§ SELECTED EXTRACT:
Minh-Ngoc Tran, Marcel Scharth, Michael Pitt and Robert Kohn arXived a paper on using an unbiased estimate of the likelihood in lieu of the genuine thing and still getting convergence to the right thing. While the spirit of the paper is in the same spirit as the fundamental paper of  Andrieu and Roberts (2009, AoS, somewhat surprisingly missing from the reference), comparing the asymptotic efficiency of using an estimate versus using the genuine likelihood, my attention was distracted by the above quote. This is the only sentence (besides the abstract) where ABC is mentioned and I was a bit confused: ABC is used to estimate an approximation to the likelihood, for sure, converging to

$\int_{d(x,x^\text{obs})\le\varepsilon} f(x|\theta)\,\text{d}\theta$

as the number of pseudo-datasets grows to infinity and it is unbiased on this sense, but this is not the reason for using ABC, as the ABC pseudo-likelihood above is the (by)product of the methodology rather than the genuine quantity of interest. Reading the sentence too fast gave me the feeling that ABC did produce an unbiased approximation to the genuine likelihood! Distracted I was, since this is not at all the point of the paper! However, I would be curious to see how it applies to ABC.

§ YOUR TASKS:
a – Decide whether each statement agrees with the post on unbiased likelihood estimates, and answer yes or no, quoting the deciding words of the post: (i) The paper by Tran, Scharth, Pitt and Kohn includes Andrieu and Roberts (2009) in its references. (ii) Apart from the abstract, ABC is mentioned in only one sentence of the paper. (iii) The writer regards the ABC pseudo-likelihood as the genuine quantity of interest.
b – In the post on unbiased likelihood estimates, what has to grow to infinity for the ABC estimate to converge?
c – Output the passage of the post on unbiased likelihood estimates that begins at the words "as the number" and stops after "applies to ABC.".

(Coordinate annotation entries)
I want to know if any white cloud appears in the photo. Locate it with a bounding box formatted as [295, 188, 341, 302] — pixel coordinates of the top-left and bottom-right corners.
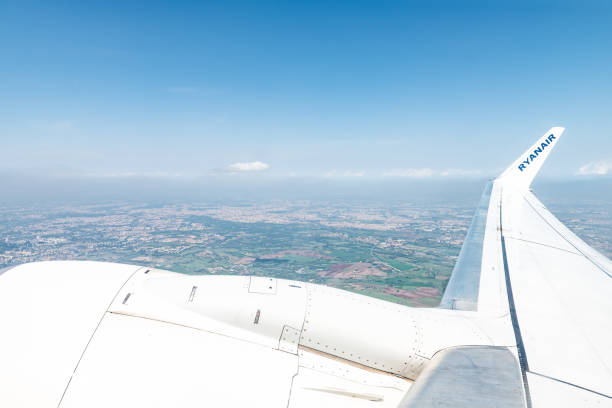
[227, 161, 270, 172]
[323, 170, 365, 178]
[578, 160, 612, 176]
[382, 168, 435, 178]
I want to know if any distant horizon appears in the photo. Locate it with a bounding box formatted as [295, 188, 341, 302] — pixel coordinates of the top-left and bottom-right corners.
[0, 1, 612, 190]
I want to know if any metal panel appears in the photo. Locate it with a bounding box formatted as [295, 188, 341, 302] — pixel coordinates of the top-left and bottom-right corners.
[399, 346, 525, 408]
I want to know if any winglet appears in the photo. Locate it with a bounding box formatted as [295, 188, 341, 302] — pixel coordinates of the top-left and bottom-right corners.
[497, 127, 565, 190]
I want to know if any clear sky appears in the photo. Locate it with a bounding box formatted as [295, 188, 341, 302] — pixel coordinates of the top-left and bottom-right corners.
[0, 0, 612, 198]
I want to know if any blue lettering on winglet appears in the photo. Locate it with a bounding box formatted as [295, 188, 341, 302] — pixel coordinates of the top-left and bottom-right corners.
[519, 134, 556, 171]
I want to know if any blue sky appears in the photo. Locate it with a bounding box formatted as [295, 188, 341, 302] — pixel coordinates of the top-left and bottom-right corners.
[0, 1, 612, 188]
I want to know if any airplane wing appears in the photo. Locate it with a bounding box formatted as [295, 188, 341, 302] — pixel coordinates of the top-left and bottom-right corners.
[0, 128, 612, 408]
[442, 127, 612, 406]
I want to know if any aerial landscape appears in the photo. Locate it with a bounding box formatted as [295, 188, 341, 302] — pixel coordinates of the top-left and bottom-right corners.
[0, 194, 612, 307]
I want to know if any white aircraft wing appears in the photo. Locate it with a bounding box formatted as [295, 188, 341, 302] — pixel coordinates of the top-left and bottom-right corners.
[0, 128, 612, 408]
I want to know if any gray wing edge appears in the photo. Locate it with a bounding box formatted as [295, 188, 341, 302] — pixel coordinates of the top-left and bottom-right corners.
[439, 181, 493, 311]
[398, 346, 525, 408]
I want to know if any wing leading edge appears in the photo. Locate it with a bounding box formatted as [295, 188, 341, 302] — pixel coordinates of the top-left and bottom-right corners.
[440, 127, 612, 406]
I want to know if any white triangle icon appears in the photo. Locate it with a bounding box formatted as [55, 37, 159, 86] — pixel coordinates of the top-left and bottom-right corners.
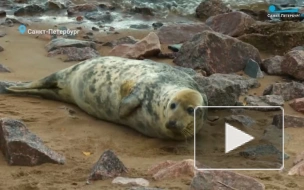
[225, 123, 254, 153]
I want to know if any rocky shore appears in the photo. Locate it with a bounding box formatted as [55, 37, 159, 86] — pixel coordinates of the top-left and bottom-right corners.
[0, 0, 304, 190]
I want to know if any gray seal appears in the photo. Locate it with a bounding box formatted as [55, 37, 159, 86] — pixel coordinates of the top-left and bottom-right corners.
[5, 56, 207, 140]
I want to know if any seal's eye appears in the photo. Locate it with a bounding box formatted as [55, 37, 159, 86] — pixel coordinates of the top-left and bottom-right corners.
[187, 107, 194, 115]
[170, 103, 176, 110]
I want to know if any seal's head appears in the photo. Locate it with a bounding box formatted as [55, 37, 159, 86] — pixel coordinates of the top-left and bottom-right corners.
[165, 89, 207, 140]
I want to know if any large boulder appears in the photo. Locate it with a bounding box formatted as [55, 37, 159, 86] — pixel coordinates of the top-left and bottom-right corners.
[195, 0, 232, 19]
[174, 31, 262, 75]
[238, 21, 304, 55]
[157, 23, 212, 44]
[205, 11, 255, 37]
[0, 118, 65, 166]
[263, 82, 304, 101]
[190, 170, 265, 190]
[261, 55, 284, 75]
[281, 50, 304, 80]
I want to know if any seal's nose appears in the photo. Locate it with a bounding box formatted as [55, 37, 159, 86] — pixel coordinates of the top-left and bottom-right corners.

§ PER-TASK ANSWERS:
a –
(i) No: "somewhat surprisingly missing from the reference"
(ii) Yes: "This is the only sentence (besides the abstract) where ABC is mentioned"
(iii) No: "the ABC pseudo-likelihood above is the (by)product of the methodology rather than the genuine quantity of interest"

b – The number of pseudo-datasets.

c –
as the number of pseudo-datasets grows to infinity and it is unbiased on this sense, but this is not the reason for using ABC, as the ABC pseudo-likelihood above is the (by)product of the methodology rather than the genuine quantity of interest. Reading the sentence too fast gave me the feeling that ABC did produce an unbiased approximation to the genuine likelihood! Distracted I was, since this is not at all the point of the paper! However, I would be curious to see how it applies to ABC.